*Exercise directions*. Repeat the listing below word for word, stopping after the line that contains "[[362,260],[168,178],[191,356]]".

*The input*.

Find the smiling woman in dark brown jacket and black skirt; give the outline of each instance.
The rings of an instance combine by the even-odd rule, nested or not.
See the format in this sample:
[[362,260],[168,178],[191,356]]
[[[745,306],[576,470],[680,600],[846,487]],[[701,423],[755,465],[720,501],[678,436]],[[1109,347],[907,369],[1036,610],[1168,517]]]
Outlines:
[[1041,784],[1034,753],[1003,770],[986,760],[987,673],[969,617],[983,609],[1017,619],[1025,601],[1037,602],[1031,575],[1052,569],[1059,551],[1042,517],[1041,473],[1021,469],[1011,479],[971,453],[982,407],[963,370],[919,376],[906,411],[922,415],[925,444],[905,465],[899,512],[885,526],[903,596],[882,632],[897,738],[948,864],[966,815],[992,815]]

*Result of this exercise*.
Find the smiling woman in dark brown jacket and black skirt; give the outline of each instance.
The rings of an instance combine by the even-odd rule, nested or not.
See the format in this sample:
[[362,260],[168,178],[191,356]]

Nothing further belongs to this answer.